REQUIRED WORK: List every line below that contains the word "column". Case counts.

===== DATA SHOWN =====

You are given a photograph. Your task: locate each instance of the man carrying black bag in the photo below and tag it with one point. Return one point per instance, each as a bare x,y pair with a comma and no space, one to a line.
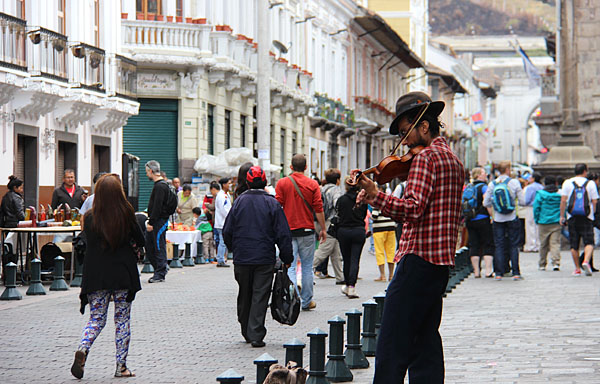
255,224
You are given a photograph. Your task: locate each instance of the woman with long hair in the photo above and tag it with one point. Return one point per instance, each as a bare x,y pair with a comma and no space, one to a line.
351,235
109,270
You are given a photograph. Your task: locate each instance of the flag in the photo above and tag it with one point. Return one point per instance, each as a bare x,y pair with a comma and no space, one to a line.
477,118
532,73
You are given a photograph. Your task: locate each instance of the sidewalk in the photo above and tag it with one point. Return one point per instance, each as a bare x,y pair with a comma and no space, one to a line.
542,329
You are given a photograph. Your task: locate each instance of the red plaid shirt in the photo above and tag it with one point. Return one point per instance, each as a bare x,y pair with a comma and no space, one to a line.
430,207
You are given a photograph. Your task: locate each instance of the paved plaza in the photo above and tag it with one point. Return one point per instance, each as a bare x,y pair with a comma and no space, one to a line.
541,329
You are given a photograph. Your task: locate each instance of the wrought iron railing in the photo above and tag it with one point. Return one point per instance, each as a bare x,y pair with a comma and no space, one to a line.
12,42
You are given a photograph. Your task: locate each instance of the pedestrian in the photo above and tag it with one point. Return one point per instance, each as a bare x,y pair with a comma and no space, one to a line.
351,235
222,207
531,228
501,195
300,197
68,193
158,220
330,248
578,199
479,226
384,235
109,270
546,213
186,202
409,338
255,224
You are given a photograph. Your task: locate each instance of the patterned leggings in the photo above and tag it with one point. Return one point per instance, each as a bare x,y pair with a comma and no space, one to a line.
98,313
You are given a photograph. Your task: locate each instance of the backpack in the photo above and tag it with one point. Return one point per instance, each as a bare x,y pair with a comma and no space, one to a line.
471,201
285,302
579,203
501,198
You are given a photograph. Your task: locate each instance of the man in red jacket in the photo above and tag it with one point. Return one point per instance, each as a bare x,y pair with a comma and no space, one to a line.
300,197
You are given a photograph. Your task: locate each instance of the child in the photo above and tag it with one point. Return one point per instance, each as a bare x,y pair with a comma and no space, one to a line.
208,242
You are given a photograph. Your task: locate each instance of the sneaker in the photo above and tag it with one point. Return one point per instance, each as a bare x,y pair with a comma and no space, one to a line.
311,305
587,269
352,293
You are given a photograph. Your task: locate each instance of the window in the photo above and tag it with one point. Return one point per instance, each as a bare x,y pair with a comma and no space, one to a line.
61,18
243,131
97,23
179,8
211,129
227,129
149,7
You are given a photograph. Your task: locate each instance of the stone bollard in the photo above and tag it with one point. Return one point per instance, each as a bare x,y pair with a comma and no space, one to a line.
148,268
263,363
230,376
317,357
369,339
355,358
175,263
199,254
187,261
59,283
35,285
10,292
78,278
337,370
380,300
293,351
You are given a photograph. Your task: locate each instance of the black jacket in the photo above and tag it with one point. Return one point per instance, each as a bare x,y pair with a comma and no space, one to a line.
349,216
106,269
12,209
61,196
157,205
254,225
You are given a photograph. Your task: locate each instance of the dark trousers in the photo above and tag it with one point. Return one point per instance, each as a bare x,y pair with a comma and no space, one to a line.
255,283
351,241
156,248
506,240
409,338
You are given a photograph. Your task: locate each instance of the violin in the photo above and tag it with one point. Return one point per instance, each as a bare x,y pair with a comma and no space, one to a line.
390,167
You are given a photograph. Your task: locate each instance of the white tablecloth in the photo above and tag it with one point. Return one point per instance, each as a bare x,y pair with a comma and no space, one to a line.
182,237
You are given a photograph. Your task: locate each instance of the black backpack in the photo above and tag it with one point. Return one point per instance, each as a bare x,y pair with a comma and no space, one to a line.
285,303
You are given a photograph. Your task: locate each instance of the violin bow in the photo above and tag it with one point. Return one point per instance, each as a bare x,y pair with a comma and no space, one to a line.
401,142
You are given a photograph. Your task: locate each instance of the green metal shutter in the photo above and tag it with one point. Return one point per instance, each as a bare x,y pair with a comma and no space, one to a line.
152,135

=====
===== DATA SHOWN =====

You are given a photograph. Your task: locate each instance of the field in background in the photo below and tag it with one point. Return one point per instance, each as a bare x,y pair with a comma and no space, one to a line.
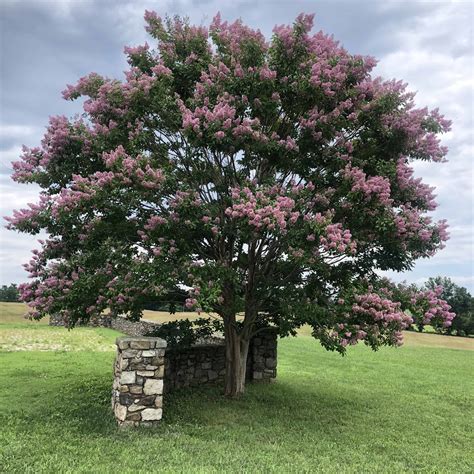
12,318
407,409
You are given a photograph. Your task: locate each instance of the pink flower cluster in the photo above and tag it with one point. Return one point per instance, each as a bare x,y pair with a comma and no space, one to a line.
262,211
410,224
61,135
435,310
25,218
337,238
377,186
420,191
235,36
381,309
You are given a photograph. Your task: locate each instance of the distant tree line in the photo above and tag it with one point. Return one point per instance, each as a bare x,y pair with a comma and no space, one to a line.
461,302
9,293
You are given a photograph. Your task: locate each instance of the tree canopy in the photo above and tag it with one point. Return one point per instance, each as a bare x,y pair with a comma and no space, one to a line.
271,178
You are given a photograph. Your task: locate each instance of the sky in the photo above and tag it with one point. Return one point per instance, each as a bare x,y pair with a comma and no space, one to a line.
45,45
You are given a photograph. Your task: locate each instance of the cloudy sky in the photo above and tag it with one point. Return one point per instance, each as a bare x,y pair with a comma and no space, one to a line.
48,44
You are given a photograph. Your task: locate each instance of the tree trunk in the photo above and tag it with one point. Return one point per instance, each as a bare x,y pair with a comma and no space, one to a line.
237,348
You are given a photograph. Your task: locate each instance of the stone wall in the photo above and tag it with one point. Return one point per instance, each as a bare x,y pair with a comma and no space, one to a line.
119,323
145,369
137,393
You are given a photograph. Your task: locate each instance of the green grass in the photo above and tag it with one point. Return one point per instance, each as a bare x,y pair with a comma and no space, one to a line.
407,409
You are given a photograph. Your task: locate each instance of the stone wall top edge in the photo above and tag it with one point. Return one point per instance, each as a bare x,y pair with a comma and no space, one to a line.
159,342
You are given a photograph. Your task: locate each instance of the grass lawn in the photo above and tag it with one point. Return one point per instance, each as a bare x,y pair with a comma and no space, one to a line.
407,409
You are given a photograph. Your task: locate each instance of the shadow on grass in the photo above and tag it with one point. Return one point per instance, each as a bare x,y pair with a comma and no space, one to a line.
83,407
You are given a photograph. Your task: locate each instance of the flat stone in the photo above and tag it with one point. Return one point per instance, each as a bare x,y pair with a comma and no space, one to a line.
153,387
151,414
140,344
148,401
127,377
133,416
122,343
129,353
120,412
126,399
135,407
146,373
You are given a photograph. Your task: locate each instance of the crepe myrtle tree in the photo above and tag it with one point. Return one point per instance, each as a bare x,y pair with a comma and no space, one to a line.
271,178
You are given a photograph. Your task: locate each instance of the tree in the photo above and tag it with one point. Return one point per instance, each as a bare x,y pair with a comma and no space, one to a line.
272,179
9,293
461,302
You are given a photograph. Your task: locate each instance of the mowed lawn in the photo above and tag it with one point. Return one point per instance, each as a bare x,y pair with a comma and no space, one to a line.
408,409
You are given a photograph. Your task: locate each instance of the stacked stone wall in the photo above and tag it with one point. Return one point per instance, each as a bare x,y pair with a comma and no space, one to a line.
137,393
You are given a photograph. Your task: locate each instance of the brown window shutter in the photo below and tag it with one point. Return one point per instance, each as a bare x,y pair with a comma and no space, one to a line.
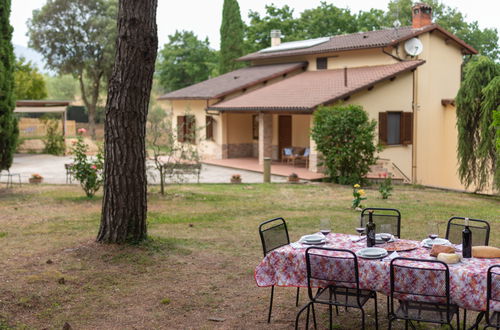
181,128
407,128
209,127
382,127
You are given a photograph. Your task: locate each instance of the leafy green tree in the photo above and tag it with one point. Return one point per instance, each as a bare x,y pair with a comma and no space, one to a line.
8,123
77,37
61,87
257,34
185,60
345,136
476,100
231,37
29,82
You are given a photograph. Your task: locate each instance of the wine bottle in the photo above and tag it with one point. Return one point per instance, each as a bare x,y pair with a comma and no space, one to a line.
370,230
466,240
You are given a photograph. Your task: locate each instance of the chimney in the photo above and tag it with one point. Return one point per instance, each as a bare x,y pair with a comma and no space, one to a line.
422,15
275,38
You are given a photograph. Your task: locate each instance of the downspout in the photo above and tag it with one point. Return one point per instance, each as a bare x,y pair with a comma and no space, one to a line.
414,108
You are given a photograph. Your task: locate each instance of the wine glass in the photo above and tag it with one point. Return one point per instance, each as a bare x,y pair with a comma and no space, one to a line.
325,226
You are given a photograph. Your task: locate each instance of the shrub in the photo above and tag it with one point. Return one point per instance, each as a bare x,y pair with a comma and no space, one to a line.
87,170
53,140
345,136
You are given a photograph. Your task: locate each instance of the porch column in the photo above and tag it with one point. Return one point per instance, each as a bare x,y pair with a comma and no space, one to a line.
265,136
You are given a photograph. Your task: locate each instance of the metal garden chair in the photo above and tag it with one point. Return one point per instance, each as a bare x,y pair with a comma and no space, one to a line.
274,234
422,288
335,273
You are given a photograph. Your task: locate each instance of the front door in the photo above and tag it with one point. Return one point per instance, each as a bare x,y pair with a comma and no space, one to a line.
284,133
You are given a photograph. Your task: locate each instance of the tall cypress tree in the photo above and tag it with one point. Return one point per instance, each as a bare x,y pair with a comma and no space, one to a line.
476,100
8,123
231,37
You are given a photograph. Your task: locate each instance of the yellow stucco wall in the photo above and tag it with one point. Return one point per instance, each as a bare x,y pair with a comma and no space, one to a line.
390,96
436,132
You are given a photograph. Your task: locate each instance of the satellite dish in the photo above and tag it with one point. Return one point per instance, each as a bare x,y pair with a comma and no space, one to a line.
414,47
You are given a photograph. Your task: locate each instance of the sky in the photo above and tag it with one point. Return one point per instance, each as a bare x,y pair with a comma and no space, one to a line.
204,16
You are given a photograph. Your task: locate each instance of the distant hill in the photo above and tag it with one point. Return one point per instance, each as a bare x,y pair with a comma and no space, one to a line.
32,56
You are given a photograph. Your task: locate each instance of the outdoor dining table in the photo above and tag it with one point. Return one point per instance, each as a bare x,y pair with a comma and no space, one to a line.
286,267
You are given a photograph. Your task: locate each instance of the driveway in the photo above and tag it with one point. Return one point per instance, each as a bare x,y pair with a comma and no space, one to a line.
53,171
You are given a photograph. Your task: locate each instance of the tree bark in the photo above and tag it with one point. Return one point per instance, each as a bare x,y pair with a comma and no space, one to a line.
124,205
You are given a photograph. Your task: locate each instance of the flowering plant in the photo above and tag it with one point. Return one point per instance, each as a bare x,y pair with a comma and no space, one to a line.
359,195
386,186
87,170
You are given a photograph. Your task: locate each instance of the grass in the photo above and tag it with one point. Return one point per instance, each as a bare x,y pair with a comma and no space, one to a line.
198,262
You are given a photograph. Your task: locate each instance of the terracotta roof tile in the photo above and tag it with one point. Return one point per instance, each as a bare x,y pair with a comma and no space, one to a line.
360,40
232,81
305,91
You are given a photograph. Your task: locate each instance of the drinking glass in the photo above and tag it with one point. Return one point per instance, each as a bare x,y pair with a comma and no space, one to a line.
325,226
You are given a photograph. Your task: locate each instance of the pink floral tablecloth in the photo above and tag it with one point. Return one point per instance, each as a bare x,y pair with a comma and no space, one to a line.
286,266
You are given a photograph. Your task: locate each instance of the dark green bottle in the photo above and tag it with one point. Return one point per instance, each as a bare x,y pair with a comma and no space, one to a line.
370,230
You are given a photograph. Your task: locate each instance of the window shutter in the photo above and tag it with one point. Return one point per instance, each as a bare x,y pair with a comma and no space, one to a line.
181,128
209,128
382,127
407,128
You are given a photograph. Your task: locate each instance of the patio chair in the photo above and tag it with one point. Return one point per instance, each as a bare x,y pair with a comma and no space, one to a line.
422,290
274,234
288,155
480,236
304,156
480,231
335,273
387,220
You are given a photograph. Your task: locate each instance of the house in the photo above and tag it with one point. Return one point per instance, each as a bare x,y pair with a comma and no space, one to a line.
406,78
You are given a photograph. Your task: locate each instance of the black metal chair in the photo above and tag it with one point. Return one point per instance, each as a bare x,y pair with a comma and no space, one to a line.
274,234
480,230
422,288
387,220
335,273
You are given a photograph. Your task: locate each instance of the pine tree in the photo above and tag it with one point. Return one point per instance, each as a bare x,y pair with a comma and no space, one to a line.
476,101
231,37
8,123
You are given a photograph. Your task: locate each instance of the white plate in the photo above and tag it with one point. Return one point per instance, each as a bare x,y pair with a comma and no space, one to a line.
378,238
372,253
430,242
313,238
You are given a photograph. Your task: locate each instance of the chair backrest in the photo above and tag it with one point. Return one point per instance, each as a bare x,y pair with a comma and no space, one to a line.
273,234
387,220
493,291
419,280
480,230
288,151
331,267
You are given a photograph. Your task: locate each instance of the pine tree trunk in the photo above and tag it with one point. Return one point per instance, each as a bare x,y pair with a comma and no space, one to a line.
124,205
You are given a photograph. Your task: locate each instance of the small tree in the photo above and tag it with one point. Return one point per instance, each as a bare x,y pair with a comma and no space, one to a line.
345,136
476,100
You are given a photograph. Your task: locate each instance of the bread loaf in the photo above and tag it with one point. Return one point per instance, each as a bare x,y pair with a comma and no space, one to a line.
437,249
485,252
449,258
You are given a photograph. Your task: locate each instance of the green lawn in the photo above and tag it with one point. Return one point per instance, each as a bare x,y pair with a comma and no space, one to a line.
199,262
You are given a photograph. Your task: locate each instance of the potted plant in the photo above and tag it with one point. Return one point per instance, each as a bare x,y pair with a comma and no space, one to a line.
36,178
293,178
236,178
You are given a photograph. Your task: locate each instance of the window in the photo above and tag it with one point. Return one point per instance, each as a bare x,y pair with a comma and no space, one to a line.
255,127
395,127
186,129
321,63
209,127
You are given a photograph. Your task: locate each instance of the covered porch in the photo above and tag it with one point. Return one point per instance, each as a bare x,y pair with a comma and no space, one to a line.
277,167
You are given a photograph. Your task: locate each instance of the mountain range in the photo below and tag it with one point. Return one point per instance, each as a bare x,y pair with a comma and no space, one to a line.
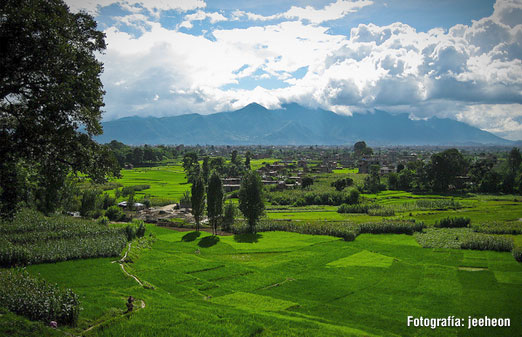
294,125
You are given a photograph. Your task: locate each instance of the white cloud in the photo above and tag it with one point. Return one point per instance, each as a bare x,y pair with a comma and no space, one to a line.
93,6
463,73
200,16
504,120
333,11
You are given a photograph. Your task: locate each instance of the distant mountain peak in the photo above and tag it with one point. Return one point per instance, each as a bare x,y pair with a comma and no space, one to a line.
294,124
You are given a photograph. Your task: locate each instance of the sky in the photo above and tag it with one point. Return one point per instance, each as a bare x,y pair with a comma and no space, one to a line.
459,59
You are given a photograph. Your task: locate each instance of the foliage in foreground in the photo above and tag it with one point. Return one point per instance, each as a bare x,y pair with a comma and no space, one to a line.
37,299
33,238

=====

RESPONSE TO THIS EXERCISE:
You are given a photograph. Your task: locate each instance of the porch column in the photo above and tag it with one point. Return one point per instance, each as a bare x,y pair with a comma and no space, one to a line.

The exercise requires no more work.